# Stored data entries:
■ ■ ■ ■ ■
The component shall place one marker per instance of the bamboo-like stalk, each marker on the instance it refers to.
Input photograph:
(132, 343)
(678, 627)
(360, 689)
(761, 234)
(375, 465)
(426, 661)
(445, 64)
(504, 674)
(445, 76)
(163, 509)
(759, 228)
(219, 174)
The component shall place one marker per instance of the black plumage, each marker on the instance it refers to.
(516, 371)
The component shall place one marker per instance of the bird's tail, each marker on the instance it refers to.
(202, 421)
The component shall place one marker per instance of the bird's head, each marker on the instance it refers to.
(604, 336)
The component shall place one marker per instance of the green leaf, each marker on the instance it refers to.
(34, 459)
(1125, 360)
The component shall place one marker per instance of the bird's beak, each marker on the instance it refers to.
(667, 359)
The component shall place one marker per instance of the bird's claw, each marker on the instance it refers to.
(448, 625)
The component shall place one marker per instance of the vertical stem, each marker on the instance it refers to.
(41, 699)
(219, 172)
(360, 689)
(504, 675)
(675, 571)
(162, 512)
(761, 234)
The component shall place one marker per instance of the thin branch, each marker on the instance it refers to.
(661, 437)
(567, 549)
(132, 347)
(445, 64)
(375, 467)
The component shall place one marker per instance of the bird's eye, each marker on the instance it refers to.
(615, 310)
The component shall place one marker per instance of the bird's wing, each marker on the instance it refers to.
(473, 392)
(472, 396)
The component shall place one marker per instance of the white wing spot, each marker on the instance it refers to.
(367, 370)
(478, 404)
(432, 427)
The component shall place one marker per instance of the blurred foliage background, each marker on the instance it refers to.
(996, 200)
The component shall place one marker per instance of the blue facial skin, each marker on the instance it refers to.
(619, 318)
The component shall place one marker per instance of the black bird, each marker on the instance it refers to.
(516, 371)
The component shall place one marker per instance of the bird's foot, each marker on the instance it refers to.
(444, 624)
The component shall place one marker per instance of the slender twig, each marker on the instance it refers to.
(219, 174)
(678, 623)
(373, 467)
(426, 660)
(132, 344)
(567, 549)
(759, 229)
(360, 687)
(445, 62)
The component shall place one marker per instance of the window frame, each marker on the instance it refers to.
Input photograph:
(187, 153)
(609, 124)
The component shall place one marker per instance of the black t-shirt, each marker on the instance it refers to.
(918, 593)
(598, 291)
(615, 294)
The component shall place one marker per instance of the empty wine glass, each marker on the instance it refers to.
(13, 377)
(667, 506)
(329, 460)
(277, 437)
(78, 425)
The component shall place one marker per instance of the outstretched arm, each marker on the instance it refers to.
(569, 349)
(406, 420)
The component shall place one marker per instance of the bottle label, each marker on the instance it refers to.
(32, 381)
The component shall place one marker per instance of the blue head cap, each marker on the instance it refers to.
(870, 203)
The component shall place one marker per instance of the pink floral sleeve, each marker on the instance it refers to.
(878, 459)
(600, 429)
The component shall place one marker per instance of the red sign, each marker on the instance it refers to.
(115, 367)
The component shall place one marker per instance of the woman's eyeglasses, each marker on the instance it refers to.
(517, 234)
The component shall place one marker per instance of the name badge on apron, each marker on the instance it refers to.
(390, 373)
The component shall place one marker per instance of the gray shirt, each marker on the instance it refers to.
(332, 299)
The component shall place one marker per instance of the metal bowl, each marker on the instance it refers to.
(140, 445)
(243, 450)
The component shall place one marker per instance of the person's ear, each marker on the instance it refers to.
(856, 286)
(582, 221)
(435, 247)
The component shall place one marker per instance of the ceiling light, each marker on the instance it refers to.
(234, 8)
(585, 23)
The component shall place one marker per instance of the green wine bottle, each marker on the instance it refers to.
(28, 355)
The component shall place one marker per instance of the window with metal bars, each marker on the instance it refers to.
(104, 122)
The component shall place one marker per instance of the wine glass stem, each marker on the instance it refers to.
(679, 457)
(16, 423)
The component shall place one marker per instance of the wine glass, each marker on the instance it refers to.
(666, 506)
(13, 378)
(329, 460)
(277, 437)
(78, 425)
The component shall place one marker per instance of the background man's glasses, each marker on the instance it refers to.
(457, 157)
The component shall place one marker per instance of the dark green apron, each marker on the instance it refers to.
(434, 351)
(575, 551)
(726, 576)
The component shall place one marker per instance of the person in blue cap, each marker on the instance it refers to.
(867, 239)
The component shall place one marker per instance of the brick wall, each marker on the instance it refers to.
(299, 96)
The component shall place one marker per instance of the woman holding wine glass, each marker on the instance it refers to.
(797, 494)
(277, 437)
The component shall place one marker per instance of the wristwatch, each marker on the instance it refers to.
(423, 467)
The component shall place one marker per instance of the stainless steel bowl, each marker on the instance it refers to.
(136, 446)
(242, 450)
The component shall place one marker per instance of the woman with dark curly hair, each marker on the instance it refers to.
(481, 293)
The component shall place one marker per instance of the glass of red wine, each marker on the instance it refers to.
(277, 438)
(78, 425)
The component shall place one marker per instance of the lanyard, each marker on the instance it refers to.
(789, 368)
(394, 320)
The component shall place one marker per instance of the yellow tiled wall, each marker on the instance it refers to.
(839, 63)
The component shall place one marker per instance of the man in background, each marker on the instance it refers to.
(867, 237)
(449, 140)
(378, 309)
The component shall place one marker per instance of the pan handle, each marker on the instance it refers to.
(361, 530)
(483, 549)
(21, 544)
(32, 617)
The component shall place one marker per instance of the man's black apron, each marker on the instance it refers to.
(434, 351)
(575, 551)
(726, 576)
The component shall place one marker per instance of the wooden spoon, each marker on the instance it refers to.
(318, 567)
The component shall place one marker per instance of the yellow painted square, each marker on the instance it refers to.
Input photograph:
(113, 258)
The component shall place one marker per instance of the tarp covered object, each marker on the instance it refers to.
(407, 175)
■ ■ ■ ■ ■
# Activity:
Copy all of the data exactly. Skip nothing.

# Solution below:
The component shall place one marker per instance of the bamboo-like stalk, each marker on the instance it refers to.
Input photograph:
(132, 343)
(678, 627)
(360, 689)
(761, 234)
(375, 465)
(426, 661)
(445, 64)
(504, 674)
(445, 76)
(163, 509)
(759, 228)
(219, 174)
The component shall place one marker per instance of the black plumage, each marker on the instance it refers to.
(516, 371)
The component shall place one marker per instance of the bird's tail, each marker on the instance it refers to.
(202, 421)
The component shall place one marker per instance of the bird's head, each marker on the instance it refers to.
(604, 336)
The component shall place one marker per instance of the green leaf, each marker on the instance it refers to.
(34, 459)
(1125, 360)
The component shall place one marker per instance of the bird's beak, each marker on the instance it refers to.
(667, 359)
The component shall place one marker per instance of the bird's claw, each marker on the instance it refers to.
(448, 625)
The component shall place one marker per instance of the vertical stem, each marker on the instance it refers to.
(41, 699)
(219, 172)
(360, 689)
(504, 675)
(675, 571)
(162, 512)
(761, 234)
The component shall place one marker per instance of the thin branch, each marker on the instance it refers to.
(661, 437)
(567, 549)
(132, 347)
(445, 64)
(375, 467)
The component shall place one marker per instance of the bird's eye, each marker on the instance it refers to.
(615, 310)
The component shall place one marker per instance of the bird's wing, each marker on the instance it refers to.
(473, 392)
(472, 396)
The component shall place one marker per instance of the white wing spot, each marker on the instance it refers to.
(367, 370)
(478, 404)
(432, 427)
The component shall place one marker per instance of the blurred foliage background, each marker on the instance it refers to.
(996, 200)
The component shall place one marker per instance of the blue facial skin, each marker on the instance it refers to.
(619, 318)
The component shall place one marker per instance of the black bird, each marker on the instance it refers to.
(516, 371)
The component shall place one marker per instance of the bird's foot, each marker on the instance it refers to.
(444, 624)
The component shall place one marker per instance of the slender twig, each marker on the instance it refers to.
(219, 174)
(678, 623)
(373, 467)
(426, 660)
(132, 344)
(567, 549)
(759, 229)
(360, 687)
(445, 62)
The component shall place one marker per instance of the window frame, each marker on the instance it refers to.
Input photograph:
(187, 153)
(609, 124)
The component shall place one marker per instance of the black t-shirt, each marker on the instance it refers to.
(918, 593)
(598, 291)
(615, 294)
The component shall place one marker per instance of the empty wine glass, each marker on the instance it refers to.
(13, 377)
(667, 506)
(329, 460)
(277, 437)
(78, 425)
The component shall place one marker per instance of the outstretched arm, each marker on the instance it refers to.
(569, 349)
(406, 420)
The component shall place one marker per instance of the bottle label, each marker on the instance it refers to.
(32, 381)
The component shall place one marker per instance of the blue head cap, each marker on the instance it refers to.
(870, 203)
The component shall place one marker per instance of the pink floral sleeve, each marker on the instance it refers to.
(878, 459)
(600, 429)
The component shall place one marker per instance of the red sign, each marker on the instance it refers to.
(115, 367)
The component shall place one marker per instance of the woman's eyeglasses, each marker on the instance it refers to.
(517, 234)
The component shall place one marker per instance of the name badge on apron, each marker on the instance it refers to.
(390, 373)
The component shall place one marker per instance of the gray shirt, each marker on the instance it refers to.
(332, 299)
The component shall place one marker per instance of the metal bowl, each marker on the instance it refers to.
(140, 445)
(243, 450)
The component shall place one marker per instance of the person's ear, each marker on the instance it refers to.
(856, 286)
(582, 221)
(435, 247)
The component shall place one marker per instance of the ceiling light, each marker on the instance it refers to.
(234, 8)
(585, 23)
The component shall place one marker per instance of the green wine bottle, each marker on the instance it refers to.
(28, 355)
The component shall place one marker per instance of the window with metal bars, each marker on the instance it refers to.
(104, 122)
The component shall place one marker per instance of the wine glass stem, each marker on the instance it refers to.
(679, 457)
(16, 423)
The component shall place one marker per instance of the wine glass, each marker on the instance it refers to.
(666, 506)
(13, 378)
(329, 460)
(277, 437)
(78, 425)
The component shall place one marker per instance of the background man's glasses, each marker on the instance it refers to.
(457, 157)
The component shall place one marker per instance of the dark green apron, each marker on the instance it refers to.
(434, 351)
(575, 551)
(726, 576)
The component shall place one marker per instance of the person in blue cap, each marker on the instance it refers to.
(867, 239)
The component shall place one marker per instance of the brick wall, each marker on the instance it refers to.
(299, 96)
The component shall place one marker per instance of the woman holding wine glass, each marker on the instance it refers to.
(797, 494)
(277, 437)
The component shall place one marker per instance of the wristwatch, each marker on the instance it refers to.
(423, 467)
The component shall place one marker per instance of the stainless steel bowl, each marker on the instance it refers to.
(136, 446)
(242, 450)
The component shall place one marker per instance of the woman with dark curly hair, each marker on the instance it refers to.
(481, 293)
The component shall place one marker per instance of the glass of red wine, each marker on the instance it refers to.
(277, 438)
(78, 425)
The component shall place one marker per instance of the lanyard, each marker on the instance it refers to.
(789, 368)
(394, 320)
The component shall place one marker per instance of the yellow tiled wall, each marker on the instance it refers to.
(839, 63)
The component shall place one marker per instance of the man in background, each marker on the instance it refers to.
(867, 237)
(449, 140)
(378, 309)
The component shall place one marker per instance of the pan handle, each marker on the instance it refers to.
(361, 530)
(483, 549)
(21, 544)
(32, 617)
The component shall place one marker per instance of the man's black apron, each marker on the instance it refers to.
(434, 351)
(575, 551)
(726, 576)
The component shall place one marker per instance of the wooden spoon, each marker on the instance it refers to.
(318, 567)
The component shall place one marker per instance of the yellow painted square, each marker on the instance it refers to.
Input photograph:
(113, 258)
The component shall place one marker per instance of the tarp covered object, each marker on the instance it refers to.
(407, 175)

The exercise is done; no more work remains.